▸ What you need to do
Output the data that follows, keeping every line identical.

Entries taken from a collection:

******

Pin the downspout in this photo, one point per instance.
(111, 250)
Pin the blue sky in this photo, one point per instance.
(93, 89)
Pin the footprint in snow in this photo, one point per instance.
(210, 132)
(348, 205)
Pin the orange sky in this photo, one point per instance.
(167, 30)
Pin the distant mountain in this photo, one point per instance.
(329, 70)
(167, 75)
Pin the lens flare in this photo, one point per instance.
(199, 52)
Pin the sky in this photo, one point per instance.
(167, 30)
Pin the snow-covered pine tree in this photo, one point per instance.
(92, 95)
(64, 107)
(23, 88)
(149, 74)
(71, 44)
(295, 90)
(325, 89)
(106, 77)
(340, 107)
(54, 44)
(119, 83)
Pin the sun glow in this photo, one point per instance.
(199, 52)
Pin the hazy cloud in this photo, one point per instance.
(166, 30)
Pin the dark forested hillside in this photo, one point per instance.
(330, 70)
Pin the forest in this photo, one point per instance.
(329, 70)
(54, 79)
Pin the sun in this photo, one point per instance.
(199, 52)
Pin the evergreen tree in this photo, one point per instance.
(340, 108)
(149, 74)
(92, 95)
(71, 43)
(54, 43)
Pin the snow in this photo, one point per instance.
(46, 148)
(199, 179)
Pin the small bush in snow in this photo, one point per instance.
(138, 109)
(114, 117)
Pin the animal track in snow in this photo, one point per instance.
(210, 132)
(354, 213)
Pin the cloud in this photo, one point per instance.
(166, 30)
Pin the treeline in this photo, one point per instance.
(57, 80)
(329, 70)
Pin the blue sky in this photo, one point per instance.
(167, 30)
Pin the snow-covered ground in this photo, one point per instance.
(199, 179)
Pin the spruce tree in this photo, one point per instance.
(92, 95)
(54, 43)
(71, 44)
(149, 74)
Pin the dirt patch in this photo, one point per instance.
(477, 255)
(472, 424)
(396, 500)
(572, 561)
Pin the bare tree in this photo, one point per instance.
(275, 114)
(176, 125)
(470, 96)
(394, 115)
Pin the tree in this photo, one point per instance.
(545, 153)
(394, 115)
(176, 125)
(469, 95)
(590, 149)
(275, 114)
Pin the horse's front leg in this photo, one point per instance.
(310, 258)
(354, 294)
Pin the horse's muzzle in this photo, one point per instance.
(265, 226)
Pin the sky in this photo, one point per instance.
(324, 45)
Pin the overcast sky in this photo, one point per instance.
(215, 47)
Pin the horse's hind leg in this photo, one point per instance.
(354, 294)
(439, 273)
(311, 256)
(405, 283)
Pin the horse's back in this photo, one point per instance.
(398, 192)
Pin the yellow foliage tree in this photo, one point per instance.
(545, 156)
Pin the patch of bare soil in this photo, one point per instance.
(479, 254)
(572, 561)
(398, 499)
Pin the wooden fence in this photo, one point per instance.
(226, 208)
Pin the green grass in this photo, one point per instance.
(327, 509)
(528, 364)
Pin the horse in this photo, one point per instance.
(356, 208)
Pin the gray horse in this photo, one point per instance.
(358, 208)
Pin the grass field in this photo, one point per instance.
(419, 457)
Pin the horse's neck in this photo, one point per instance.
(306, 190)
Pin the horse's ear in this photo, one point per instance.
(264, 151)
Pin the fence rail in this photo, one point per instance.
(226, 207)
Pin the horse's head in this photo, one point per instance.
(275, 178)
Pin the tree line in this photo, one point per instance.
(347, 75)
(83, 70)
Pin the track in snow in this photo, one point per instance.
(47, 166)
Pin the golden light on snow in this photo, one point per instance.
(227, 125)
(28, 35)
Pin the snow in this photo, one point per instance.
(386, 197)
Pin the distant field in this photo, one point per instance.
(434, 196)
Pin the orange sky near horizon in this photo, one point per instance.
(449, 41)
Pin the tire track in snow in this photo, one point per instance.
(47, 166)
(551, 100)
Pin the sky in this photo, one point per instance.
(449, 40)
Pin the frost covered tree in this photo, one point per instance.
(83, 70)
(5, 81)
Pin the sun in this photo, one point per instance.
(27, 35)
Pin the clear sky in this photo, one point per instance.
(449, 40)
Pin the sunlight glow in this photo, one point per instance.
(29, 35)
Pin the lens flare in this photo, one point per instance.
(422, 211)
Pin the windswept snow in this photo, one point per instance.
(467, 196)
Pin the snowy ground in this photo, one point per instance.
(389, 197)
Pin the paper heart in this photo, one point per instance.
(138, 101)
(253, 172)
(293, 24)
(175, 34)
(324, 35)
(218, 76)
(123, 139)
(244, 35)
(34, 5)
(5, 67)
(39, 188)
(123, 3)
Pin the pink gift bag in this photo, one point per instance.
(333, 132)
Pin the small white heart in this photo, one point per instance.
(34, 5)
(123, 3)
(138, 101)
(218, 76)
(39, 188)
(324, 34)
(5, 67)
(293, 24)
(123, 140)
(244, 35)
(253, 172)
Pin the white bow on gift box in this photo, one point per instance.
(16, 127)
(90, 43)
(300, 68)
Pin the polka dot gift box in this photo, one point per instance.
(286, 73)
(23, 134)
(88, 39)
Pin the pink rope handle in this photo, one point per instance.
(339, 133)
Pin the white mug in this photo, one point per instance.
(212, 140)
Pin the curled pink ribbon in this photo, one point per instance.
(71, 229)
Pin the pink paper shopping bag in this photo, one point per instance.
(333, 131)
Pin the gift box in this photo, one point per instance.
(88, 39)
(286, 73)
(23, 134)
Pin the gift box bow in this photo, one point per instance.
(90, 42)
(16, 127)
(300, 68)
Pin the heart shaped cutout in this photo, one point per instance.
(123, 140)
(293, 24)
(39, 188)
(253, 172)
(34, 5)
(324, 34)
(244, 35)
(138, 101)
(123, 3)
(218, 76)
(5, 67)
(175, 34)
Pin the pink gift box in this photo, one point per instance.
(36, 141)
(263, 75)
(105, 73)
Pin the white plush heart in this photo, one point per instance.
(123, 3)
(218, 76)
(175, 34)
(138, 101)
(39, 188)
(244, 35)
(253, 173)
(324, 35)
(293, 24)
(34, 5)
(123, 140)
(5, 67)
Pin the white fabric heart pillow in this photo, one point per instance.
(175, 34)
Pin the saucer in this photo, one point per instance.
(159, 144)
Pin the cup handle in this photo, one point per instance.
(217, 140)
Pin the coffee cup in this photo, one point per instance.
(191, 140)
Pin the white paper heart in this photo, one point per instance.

******

▸ Expected output
Pin the downspout in this photo, one point per instance.
(111, 250)
Pin the blue sky in this photo, one point per instance.
(93, 89)
Pin the footprint in snow in this photo, one point per instance.
(210, 132)
(348, 205)
Pin the orange sky in this photo, one point per instance.
(167, 30)
Pin the distant mountain in this photo, one point per instance.
(329, 70)
(167, 75)
Pin the lens flare in this photo, one point per instance.
(199, 52)
Pin the sky in this photo, one point per instance.
(167, 30)
Pin the snow-covered pine tree in this photo, one point per instance.
(92, 95)
(64, 107)
(23, 88)
(149, 74)
(71, 44)
(295, 90)
(325, 89)
(106, 77)
(340, 107)
(54, 44)
(119, 83)
Pin the sun glow in this photo, one point per instance.
(199, 52)
Pin the hazy cloud in this photo, one point per instance.
(166, 30)
Pin the dark forested hillside in this photo, one point per instance.
(330, 70)
Pin the forest in this photo, one point per instance.
(329, 70)
(54, 79)
Pin the sun in this photo, one point per instance.
(199, 52)
Pin the evergreen tree in this photo, one point per instance.
(340, 108)
(149, 74)
(92, 95)
(71, 43)
(54, 43)
Pin the snow in this photo, one point per instance.
(46, 148)
(199, 179)
Pin the small bush in snow in this photo, one point per instance.
(138, 109)
(114, 117)
Pin the animal track in snow in this photo, one point per instance.
(210, 132)
(354, 213)
Pin the cloud in this photo, one point per instance.
(166, 30)
Pin the treeline in this photo, one point per instance.
(57, 80)
(329, 70)
Pin the blue sky in this photo, one point per instance.
(167, 30)
Pin the snow-covered ground in this photo, one point per instance.
(199, 179)
Pin the spruce tree in this photo, one point per instance.
(92, 95)
(54, 43)
(71, 44)
(149, 74)
Pin the dirt patch in this photo, one point per instance.
(477, 255)
(472, 424)
(396, 500)
(572, 561)
Pin the bare tree in this photo, one point per instance.
(275, 114)
(176, 125)
(470, 96)
(394, 115)
Pin the tree in this photo, one point per instance.
(545, 153)
(394, 115)
(176, 125)
(469, 95)
(590, 149)
(275, 114)
Pin the horse's front leg in this photo, one point per instance.
(310, 258)
(354, 294)
Pin the horse's muzzle in this photo, one point per instance.
(265, 226)
Pin the sky in this photo, one point per instance.
(324, 45)
Pin the overcast sky in this photo, one point per instance.
(215, 47)
Pin the horse's hind leg in this photo, one point per instance.
(354, 294)
(439, 273)
(311, 256)
(405, 283)
Pin the horse's back in this photo, one point per instance.
(398, 192)
Pin the yellow foliage tree in this photo, one point per instance.
(545, 156)
Pin the patch of bare soil in this photo, one point per instance.
(479, 254)
(572, 561)
(398, 499)
Pin the wooden fence in this photo, one point per instance.
(226, 208)
Pin the green grass in this photo, one point per instance.
(327, 509)
(528, 364)
Pin the horse in this photo, one point per instance.
(356, 208)
Pin the gray horse in this photo, one point per instance.
(358, 208)
Pin the grass field in this photo, one point per instance.
(419, 457)
Pin the horse's neck in this photo, one point per instance.
(306, 190)
Pin the horse's ear in this photo, one point per instance.
(264, 151)
Pin the fence rail in this photo, one point per instance.
(226, 207)
Pin the horse's head in this photo, one point per instance.
(275, 178)
Pin the tree line in this photo, one point per instance.
(347, 75)
(83, 70)
Pin the track in snow in this photo, one point per instance.
(47, 166)
Pin the golden light on snow in this photo, one point per instance.
(227, 125)
(28, 35)
Pin the snow in this photo, one point per instance.
(386, 197)
Pin the distant field in this photo, one point per instance.
(434, 196)
Pin the orange sky near horizon in this photo, one point per instance.
(449, 41)
Pin the tire track in snow in this photo, one point per instance.
(47, 166)
(551, 100)
Pin the sky in this photo, one point per instance.
(449, 40)
Pin the frost covered tree in this photo, one point per instance.
(83, 70)
(5, 81)
Pin the sun in this photo, one point per instance.
(27, 35)
Pin the clear sky in this photo, one point per instance.
(449, 40)
Pin the sunlight glow in this photo, one point per instance.
(29, 35)
Pin the lens flare in this photo, one point per instance.
(422, 211)
Pin the windswept snow in this photo, one point per instance.
(467, 196)
Pin the snowy ground in this photo, one point per instance.
(389, 197)
Pin the paper heart in this photo, one point per instance.
(138, 101)
(253, 172)
(293, 24)
(175, 34)
(324, 35)
(218, 76)
(123, 139)
(244, 35)
(34, 5)
(5, 67)
(39, 188)
(123, 3)
Pin the pink gift bag in this photo, one point per instance.
(333, 132)
Pin the small white heart in this photo, one point per instance.
(34, 5)
(123, 3)
(138, 101)
(218, 76)
(39, 188)
(324, 34)
(5, 67)
(293, 24)
(123, 140)
(244, 35)
(253, 172)
Pin the white bow on gift box in this photo, one point per instance.
(16, 127)
(90, 43)
(300, 68)
Pin the polka dot gift box in this photo, one point per instance.
(286, 73)
(23, 134)
(88, 39)
Pin the pink rope handle in this photo, one point per instance.
(339, 133)
Pin the white mug in this photo, one point per instance.
(212, 140)
Pin the curled pink ribbon in this photo, one point per instance.
(71, 229)
Pin the pink paper shopping bag in this photo, one point per instance.
(333, 131)
Pin the gift box in this photo, one point per instance.
(88, 39)
(286, 73)
(23, 134)
Pin the gift box bow in this photo, one point per instance.
(90, 42)
(16, 127)
(300, 68)
Pin the heart shaped cutout in this photo, one point per instance.
(123, 140)
(293, 24)
(39, 188)
(253, 172)
(34, 5)
(324, 34)
(244, 35)
(138, 101)
(123, 3)
(218, 76)
(5, 67)
(175, 34)
Pin the pink gift box in this photo, one point per instance.
(36, 141)
(263, 75)
(105, 73)
Pin the white plush heart in this photo, one point per instance.
(123, 3)
(218, 76)
(175, 34)
(138, 101)
(39, 188)
(244, 35)
(253, 173)
(324, 35)
(293, 24)
(34, 5)
(123, 140)
(5, 67)
Pin the white fabric heart pillow in this photo, one point per instance.
(175, 34)
Pin the saucer in this photo, one point per instance.
(159, 144)
Pin the cup handle in this photo, one point per instance.
(217, 140)
Pin the coffee cup in this photo, one point per instance.
(191, 140)
Pin the white paper heart in this photo, one point per instance.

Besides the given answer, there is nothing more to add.